*Bagian Dokumen:*
* * *

Rubah Logo, Krakatau Steel Usung Semangat Baru Bangkitkan Industri Baja Nasional
Oleh : Krishna Anindyo | Sabtu, 29 Agustus 2020 - 10:45 WIB
Logo Baru PT Krakatau Steel (Persero) Tbk
INDUSTRY.co.id - Jakarta - Trend kebutuhan baja dalam negeri terus meningkat. Seperti di 2022, kebutuhan baja dalam negeri bisa mencapai 19 juta ton dan terus meningkat hingga 23,34 juta ton di tahun 2025.
Meski demikian, pandemi Covid-19 memengaruhi over supply baja dipasar global, sehingga produsen baja mencari negara-negara yang nampaknya empuk untuk dapat dimasuki, salah satunya Indonesia.
Dari kapasitas produksi baja dalam negeri yang mencapai 4,9 juta ton per tahun, utilisasinya belum 100 persen.
Pasalnya, industri di Indonesia diserbu oleh baja impor. Padahal, kapasitas produksi hot rolled coil masih di atas permintaan tahunan di Indonesia.
Sebagai contoh, pada 2019, produksi hot rolled coil 1,37 juta ton, sementara volume permintaan mencapai 2,6 juta ton.
Memasuki usia 50 tahun, PT Krakatau Steel (Persero) Tbk memiliki semangat baru untuk bangkit bersama dengan industri baja nasional.
Setelah sekian lama menggunakan logo berbentuk Ladle (wadah peleburan besi dalam proses produksi baja) warna merah yang menjadi ciri khas Krakatau Steel selama 50 tahun, kali ini ini Krakatau Steel mengusung warna biru untuk logo berbentuk K yang terdiri dari 3 (tiga) komponen yang memiliki makna Progressive, Collaborative, dan Robust.
Progressive bagi Krakatau Steel memiliki makna hadir sebagai perusahaan yang inovatif, bergerak beriringan dengan industri, serta mampu menghadapi segala tantangan dan memanfaatkan peluang yang ada dengan sebaik-baiknya.
"Sebagai perusahaan yang mengusung nilai Progressive kami berupaya untuk terus maju dan berkembang. Inovasi sangat penting dilakukan untuk melahirkan ide-ide baru yang mendukung kinerja perusahaan serta tentunya harus dapat memberikan dampak positif bagi bangsa dan negara, khususnya pada industri baja nasional," jelas Direktur Utama Krakatau Steel Silmy Karim pada keterangannya tertulis yang diterima Industry.co.id pada Sabtu (29/8).

* * *

*Tugas yang Dikerjakan:*
1 > Jawab pertanyaan berikut berdasarkan artikel tentang logo baru Krakatau Steel.
(a) Berapa kebutuhan baja dalam negeri pada tahun 2025?
(b) Apa bentuk dan warna logo lama Krakatau Steel?
(c) Apa saja tiga makna dari komponen logo baru berbentuk K?
2 > Sambung artikel tentang logo baru Krakatau Steel mulai setelah kalimat terakhirnya.

* * *

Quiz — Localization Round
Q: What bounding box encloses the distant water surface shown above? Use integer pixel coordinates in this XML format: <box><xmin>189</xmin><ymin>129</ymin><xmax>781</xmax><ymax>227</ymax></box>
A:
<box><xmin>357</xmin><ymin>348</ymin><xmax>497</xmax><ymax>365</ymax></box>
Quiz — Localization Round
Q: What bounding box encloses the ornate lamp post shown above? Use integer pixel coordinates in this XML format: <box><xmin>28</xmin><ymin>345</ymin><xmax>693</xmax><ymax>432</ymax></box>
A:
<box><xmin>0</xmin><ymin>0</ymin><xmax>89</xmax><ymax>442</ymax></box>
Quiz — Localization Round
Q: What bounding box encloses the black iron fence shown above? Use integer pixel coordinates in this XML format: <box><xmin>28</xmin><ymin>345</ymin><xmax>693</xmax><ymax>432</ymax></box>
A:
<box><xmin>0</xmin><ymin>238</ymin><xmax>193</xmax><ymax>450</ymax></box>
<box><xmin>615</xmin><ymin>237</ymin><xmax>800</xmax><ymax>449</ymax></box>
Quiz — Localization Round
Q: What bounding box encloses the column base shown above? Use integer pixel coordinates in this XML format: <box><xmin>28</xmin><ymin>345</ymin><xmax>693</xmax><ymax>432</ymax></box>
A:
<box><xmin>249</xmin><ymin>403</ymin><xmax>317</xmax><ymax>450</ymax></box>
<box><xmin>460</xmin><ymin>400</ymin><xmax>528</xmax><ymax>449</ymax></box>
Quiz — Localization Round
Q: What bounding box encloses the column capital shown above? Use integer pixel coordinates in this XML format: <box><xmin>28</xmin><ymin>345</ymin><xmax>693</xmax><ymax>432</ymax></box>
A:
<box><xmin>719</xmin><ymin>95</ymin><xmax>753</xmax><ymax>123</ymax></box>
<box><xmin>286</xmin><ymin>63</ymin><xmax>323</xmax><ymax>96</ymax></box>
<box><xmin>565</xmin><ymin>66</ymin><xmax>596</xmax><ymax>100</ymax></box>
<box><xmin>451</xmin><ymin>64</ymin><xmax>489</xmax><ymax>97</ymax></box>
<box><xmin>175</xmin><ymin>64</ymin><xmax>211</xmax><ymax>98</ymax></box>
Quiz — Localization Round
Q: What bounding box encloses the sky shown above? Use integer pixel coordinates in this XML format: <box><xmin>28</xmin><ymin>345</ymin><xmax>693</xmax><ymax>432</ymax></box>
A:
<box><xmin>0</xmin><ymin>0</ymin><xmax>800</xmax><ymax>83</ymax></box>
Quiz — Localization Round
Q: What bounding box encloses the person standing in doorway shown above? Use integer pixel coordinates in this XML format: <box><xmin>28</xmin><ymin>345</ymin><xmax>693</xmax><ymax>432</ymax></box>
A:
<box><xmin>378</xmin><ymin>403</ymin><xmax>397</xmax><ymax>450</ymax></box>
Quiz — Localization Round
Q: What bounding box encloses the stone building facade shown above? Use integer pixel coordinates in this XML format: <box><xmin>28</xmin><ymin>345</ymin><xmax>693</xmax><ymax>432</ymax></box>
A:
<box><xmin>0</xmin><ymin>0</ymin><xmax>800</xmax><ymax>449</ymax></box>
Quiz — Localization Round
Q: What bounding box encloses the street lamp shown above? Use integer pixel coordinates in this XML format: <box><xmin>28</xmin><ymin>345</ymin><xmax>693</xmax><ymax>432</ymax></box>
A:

* * *

*Kumpulan Jawaban:*
1 >
(a) 23,34 juta ton.
(b) Berbentuk Ladle (wadah peleburan besi dalam proses produksi baja) dan berwarna merah.
(c) Progressive, Collaborative, dan Robust.

2 >
Dijelaskan Silmy, bentuk aplikasi nilai Progressive adalah adanya program hilirisasi produk baja yang merupakan salah satu strategi untuk meningkatkan nilai tambah produk Krakatau Steel dan mengoptimalkan utilisasi industri baja dalam negeri.
Pihaknya juga memanfaatkan pabrik-pabrik milik mitra yang didukung oleh bahan baku yang diproduksi oleh Krakatau Steel.
Hal ini sebutnya merupakan terobosan baru untuk meminimalkan biaya investasi, perluasan varian produk Krakatau Steel, serta mendorong percepatan pemulihan ekonomi Indonesia.
“Krakatau Steel mengedepankan semangat sharing economy yang saat ini sedang banyak dilakukan hampir di seluruh dunia. Peningkatan utilisasi pabrik baja hilir akan menjadi hal yang positif untuk industri baja dalam negeri, khususnya dalam rangka mengurangi impor produk baja yang 3 (tiga) tahun terakhir sangat tinggi sekaligus turut mendukung perkembangan para pengusaha nasional,” jelas Silmy.
Selanjutnya, dalam mengusung nilai Collaborative Krakatau Steel memegang teguh komitmen sebagai rekan dan mitra terpercaya yang menumbuh kembangkan potensi satu sama lain.
Dengan teknologi dan digitalisasi, kolaborasi menjadi semakin mudah dan dampak yang dapat dicapai bisa lebih besar.
Sedangkan Robust memiliki makna kuat dan kokoh. Sehingga dengan semangatnya yang baru, Krakatau Steel dapat menyokong pembangunan infrastruktur serta menjadi perusahaan mumpuni yang mampu mendukung industri nasional.
Dengan ketiga nilai tersebut, semangat baru Krakatau Steel terlahir kembali untuk kebangkitan dan kejayaan Krakatau Steel.
Semangat baru tersebut dihadirkan dalam visual baru dengan nilai Integrity, Profesionalisme, Teamwork, dan Competitiveness.
Hal ini diharapkan dapat memperkuat internal Krakatau Steel serta meningkatkan kinerja Krakatau Steel.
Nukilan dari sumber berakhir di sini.